-------- Material to process --------

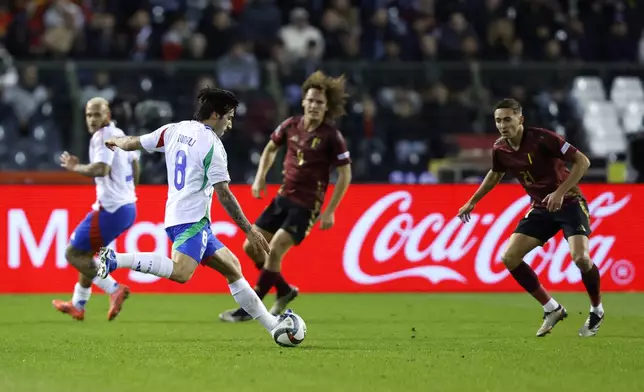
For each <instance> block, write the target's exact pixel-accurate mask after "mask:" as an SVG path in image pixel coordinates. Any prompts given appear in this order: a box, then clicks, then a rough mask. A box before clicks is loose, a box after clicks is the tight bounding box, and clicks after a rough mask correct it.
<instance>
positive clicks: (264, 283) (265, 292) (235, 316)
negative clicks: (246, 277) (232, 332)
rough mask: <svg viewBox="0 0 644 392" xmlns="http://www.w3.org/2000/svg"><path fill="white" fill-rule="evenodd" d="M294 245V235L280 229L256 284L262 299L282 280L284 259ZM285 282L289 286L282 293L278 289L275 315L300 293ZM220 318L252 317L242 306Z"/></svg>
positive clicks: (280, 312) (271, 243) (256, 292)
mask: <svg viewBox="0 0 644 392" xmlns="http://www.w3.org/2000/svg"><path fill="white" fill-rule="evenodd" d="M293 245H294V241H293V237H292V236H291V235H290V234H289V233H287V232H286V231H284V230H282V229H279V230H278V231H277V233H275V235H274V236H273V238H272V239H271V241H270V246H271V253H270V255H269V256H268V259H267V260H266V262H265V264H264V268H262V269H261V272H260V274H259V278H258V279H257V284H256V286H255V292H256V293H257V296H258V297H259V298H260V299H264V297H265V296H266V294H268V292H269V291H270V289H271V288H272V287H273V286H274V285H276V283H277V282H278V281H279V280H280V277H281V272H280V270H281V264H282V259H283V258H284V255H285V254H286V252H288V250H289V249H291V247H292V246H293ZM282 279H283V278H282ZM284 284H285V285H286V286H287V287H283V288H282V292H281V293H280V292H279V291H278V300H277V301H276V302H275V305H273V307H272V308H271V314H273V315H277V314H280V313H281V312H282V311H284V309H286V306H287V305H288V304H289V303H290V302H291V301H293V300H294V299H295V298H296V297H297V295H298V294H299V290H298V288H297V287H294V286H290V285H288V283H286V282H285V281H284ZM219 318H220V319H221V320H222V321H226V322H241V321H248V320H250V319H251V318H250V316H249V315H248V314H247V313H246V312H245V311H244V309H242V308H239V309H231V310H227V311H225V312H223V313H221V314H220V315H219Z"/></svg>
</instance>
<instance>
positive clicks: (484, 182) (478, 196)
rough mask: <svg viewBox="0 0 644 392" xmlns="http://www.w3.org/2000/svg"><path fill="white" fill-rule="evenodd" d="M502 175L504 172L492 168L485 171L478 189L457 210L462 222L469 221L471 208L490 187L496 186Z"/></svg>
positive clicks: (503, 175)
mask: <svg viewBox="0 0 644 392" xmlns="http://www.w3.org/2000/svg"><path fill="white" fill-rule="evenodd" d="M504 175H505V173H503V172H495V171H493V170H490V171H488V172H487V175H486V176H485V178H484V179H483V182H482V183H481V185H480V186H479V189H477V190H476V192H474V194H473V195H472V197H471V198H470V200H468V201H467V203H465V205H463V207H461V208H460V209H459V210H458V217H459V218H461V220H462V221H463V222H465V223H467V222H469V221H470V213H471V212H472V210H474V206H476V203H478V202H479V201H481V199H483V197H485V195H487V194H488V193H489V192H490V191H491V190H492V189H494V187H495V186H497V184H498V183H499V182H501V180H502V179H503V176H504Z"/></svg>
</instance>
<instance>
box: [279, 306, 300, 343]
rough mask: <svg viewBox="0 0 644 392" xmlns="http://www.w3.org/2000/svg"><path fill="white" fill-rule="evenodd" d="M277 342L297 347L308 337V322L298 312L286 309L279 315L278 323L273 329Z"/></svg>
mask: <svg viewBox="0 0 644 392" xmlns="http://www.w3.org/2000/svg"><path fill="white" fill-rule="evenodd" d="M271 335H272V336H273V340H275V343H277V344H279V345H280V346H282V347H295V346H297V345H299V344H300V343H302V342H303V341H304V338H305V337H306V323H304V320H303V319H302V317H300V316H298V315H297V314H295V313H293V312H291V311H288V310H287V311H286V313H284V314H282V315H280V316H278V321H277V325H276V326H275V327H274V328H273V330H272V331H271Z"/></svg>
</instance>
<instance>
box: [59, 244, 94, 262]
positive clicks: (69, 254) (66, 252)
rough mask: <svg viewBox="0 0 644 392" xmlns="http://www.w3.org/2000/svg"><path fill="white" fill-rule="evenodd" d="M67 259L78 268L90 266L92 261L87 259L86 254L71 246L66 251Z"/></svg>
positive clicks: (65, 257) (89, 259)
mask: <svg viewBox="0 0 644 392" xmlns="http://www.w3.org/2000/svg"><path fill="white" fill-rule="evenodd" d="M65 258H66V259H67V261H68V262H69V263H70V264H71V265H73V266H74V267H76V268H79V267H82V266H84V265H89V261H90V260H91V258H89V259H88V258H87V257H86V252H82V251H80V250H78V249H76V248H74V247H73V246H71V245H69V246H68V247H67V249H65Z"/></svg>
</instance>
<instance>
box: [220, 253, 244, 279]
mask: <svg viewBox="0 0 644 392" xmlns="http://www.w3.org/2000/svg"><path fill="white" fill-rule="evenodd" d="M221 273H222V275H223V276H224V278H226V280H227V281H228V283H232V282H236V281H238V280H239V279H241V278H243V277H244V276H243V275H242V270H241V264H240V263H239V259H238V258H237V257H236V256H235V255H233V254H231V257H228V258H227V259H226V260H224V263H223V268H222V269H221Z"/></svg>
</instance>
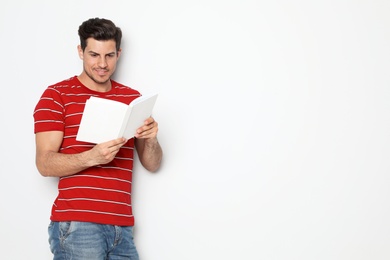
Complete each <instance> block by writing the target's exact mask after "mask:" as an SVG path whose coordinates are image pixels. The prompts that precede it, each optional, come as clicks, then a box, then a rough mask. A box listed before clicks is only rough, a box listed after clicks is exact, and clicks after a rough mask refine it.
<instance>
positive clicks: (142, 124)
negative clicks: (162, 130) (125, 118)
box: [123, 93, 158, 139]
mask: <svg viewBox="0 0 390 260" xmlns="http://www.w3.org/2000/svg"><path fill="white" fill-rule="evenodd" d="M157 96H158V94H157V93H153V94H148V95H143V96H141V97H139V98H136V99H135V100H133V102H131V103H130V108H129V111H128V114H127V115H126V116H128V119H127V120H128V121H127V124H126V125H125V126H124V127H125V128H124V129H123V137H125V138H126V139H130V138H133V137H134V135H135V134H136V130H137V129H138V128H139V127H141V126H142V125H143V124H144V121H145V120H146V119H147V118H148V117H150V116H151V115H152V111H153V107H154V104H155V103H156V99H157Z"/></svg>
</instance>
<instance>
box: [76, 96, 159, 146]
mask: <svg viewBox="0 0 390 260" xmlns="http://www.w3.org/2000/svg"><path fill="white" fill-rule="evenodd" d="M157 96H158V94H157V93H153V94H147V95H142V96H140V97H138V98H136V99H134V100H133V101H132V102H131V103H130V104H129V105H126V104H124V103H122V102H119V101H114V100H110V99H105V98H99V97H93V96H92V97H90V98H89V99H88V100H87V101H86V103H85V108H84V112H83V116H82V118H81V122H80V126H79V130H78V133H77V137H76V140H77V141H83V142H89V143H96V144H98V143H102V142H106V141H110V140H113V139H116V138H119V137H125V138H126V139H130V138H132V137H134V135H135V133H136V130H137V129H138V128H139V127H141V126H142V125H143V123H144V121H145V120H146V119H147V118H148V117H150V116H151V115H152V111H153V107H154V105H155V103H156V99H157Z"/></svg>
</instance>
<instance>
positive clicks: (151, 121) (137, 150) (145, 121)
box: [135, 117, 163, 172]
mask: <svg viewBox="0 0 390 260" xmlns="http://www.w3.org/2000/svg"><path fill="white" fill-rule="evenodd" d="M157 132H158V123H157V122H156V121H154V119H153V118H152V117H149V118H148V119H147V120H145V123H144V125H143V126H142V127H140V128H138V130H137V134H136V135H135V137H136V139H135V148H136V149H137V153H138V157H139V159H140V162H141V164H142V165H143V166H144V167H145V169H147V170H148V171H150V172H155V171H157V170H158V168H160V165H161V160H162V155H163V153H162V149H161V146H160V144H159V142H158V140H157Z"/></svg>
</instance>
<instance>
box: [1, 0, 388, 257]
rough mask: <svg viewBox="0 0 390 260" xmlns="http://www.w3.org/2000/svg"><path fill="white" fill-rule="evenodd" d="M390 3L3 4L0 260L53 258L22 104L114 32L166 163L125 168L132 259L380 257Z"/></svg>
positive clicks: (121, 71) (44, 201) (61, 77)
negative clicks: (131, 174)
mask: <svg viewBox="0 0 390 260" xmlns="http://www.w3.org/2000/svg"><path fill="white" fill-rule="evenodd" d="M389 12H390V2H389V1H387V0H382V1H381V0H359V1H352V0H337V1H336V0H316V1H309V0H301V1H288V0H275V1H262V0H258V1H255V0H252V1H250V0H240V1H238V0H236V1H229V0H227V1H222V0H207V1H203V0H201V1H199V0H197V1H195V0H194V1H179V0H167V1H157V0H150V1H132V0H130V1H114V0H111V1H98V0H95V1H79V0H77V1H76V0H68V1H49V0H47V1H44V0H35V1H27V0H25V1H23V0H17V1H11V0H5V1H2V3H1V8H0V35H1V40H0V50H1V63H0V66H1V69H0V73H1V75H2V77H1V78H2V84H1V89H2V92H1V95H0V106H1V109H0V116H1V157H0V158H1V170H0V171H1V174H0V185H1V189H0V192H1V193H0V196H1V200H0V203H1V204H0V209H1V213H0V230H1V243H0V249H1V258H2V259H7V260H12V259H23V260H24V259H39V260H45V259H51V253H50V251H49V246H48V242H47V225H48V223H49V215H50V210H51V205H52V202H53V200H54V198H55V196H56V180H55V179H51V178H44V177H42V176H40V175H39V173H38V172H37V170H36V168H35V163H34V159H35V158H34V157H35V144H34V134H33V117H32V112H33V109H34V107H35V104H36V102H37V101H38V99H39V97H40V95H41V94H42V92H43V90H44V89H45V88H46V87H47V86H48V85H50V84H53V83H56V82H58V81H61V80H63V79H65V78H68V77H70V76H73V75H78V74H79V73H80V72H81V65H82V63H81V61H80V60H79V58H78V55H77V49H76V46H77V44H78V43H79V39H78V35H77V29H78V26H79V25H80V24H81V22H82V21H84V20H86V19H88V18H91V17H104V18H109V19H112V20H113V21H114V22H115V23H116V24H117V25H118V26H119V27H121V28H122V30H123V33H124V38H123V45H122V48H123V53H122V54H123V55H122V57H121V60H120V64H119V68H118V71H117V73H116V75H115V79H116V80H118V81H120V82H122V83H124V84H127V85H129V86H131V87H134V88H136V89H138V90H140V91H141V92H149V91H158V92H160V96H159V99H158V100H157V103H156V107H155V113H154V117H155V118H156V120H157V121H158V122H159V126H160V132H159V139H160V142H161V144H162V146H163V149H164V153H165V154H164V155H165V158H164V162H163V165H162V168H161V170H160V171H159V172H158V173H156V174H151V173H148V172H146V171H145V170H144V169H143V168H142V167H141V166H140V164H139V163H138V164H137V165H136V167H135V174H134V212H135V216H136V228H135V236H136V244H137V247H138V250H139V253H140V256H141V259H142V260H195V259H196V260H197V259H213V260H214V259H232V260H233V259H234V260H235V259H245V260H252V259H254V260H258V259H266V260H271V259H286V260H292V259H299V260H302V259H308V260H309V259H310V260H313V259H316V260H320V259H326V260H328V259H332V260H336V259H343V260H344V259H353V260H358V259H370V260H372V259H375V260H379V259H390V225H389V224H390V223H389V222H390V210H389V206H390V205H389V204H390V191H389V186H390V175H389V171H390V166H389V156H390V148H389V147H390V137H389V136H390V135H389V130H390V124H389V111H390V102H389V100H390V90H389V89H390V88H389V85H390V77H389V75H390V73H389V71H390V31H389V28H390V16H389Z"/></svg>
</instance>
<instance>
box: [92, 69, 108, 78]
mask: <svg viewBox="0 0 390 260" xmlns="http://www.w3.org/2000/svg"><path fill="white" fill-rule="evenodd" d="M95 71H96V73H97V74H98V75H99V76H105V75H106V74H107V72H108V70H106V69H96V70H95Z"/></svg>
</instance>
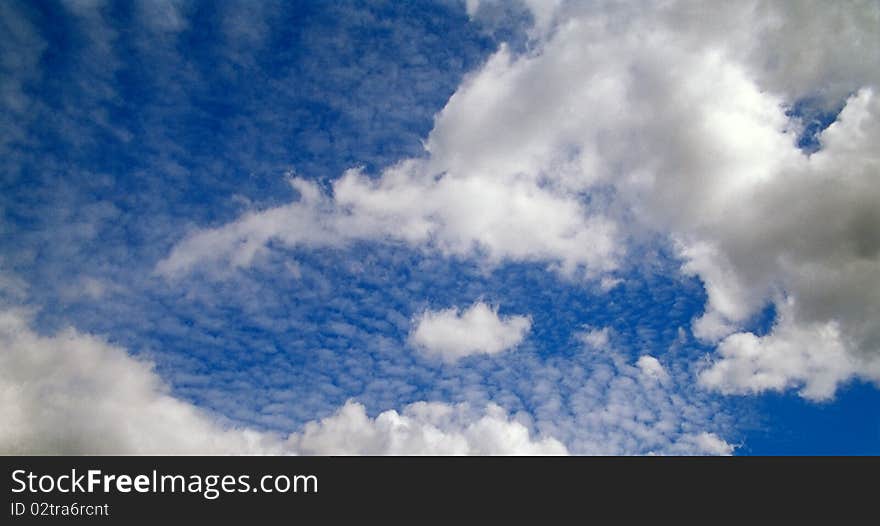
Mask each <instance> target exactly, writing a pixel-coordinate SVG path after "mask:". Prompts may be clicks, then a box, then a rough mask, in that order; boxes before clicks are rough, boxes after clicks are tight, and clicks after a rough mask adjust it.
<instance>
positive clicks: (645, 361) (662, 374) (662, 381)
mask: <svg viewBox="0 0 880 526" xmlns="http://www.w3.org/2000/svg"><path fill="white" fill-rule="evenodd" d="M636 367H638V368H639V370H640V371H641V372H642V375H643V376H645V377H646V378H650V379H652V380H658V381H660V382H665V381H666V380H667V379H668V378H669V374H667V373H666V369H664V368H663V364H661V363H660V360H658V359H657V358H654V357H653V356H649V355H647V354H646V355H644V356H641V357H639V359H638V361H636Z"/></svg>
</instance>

--------

Using the data above, give again exactly the lines starting at the one holding "259L78 268L90 266L92" and ending at the one holding "negative clicks: (162, 130) (125, 118)", inclusive, and nothing more. Omit the pictures.

Problem solution:
rough mask: <svg viewBox="0 0 644 392" xmlns="http://www.w3.org/2000/svg"><path fill="white" fill-rule="evenodd" d="M67 259L78 268L90 266L92 261L87 259L86 254L71 246L66 251Z"/></svg>
positive clicks: (65, 257) (89, 259)
mask: <svg viewBox="0 0 644 392" xmlns="http://www.w3.org/2000/svg"><path fill="white" fill-rule="evenodd" d="M65 258H66V259H67V261H68V262H69V263H70V264H71V265H73V266H74V267H76V268H79V267H82V266H84V265H89V261H90V260H91V258H89V259H88V258H87V257H86V252H82V251H80V250H78V249H76V248H74V247H73V246H71V245H69V246H68V247H67V249H65Z"/></svg>
</instance>
<instance>
box: [220, 253, 244, 279]
mask: <svg viewBox="0 0 644 392" xmlns="http://www.w3.org/2000/svg"><path fill="white" fill-rule="evenodd" d="M221 273H222V275H223V276H224V278H226V280H227V281H228V283H232V282H236V281H238V280H239V279H241V278H243V277H244V276H243V275H242V270H241V264H240V263H239V259H238V258H237V257H236V256H235V255H233V254H231V257H228V258H227V259H226V260H224V263H223V268H222V269H221Z"/></svg>
</instance>
Complete each <instance> block by writing the target's exact mask after "mask:" as an SVG path whose coordinates are image pixels. The prompts that precede it, each optional, come as clicks, then a box, then a rough mask. A box listed before clicks is only rough, a box listed after clicks is exact, and clicks after a rough mask refine it.
<instance>
positive clicks: (142, 124)
negative clicks: (162, 130) (125, 118)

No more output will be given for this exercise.